++++ INFORMATION PROVIDED ++++

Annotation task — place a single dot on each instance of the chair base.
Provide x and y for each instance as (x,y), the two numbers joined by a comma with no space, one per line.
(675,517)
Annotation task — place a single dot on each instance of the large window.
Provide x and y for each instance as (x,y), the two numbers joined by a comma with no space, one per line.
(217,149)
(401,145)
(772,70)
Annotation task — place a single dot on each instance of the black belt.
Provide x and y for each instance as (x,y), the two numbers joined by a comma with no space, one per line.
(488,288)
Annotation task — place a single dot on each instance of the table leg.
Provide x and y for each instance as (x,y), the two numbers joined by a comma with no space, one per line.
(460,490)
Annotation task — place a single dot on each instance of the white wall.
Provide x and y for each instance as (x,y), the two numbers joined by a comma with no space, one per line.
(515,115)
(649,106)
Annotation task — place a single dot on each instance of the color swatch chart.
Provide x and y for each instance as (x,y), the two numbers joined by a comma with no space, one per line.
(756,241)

++++
++++ INFORMATION PROVIDED ++++

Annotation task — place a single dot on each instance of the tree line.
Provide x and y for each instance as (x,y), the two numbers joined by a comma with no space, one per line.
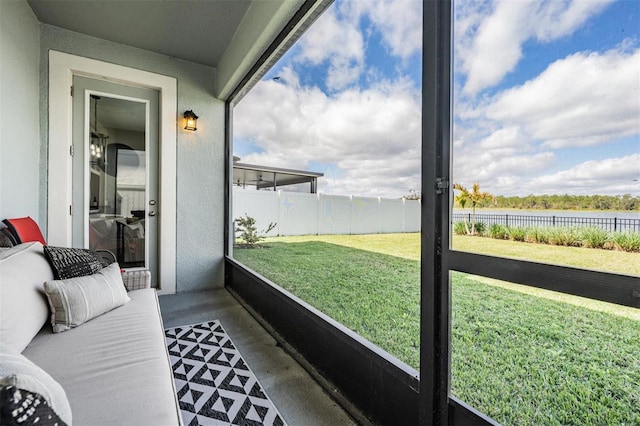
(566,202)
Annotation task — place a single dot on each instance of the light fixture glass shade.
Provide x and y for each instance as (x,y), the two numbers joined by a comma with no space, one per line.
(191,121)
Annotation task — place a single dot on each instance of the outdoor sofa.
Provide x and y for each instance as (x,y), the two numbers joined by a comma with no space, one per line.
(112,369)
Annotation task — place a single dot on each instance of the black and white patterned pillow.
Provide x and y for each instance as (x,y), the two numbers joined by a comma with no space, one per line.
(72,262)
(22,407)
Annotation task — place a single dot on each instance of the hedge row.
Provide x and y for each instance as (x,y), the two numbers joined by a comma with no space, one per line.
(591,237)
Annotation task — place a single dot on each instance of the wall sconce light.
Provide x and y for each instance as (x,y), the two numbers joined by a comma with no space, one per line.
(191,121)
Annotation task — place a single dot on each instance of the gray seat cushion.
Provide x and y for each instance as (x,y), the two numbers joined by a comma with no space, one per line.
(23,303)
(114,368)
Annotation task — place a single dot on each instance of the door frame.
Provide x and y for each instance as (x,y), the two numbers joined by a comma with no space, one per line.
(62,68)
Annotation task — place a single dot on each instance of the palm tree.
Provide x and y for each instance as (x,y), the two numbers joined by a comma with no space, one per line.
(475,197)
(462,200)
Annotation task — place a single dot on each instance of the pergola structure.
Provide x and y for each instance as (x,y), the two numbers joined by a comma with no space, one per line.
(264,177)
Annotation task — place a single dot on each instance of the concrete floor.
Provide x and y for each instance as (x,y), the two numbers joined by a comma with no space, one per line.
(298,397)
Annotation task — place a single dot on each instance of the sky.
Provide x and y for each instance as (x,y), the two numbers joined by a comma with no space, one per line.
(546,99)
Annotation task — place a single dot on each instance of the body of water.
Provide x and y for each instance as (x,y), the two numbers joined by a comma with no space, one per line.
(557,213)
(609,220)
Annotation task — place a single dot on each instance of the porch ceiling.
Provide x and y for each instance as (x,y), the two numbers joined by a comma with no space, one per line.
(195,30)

++++

• GIVEN INSTRUCTION:
Find every line above that contains the string "white" and copy each one in full. Matching is case-sensitive.

• RESULT FOR THIS TASK:
Annotation task — place a single dot on each instance of the white wall.
Annotation task — place a single dot on each instance of the black and white patterned pillow.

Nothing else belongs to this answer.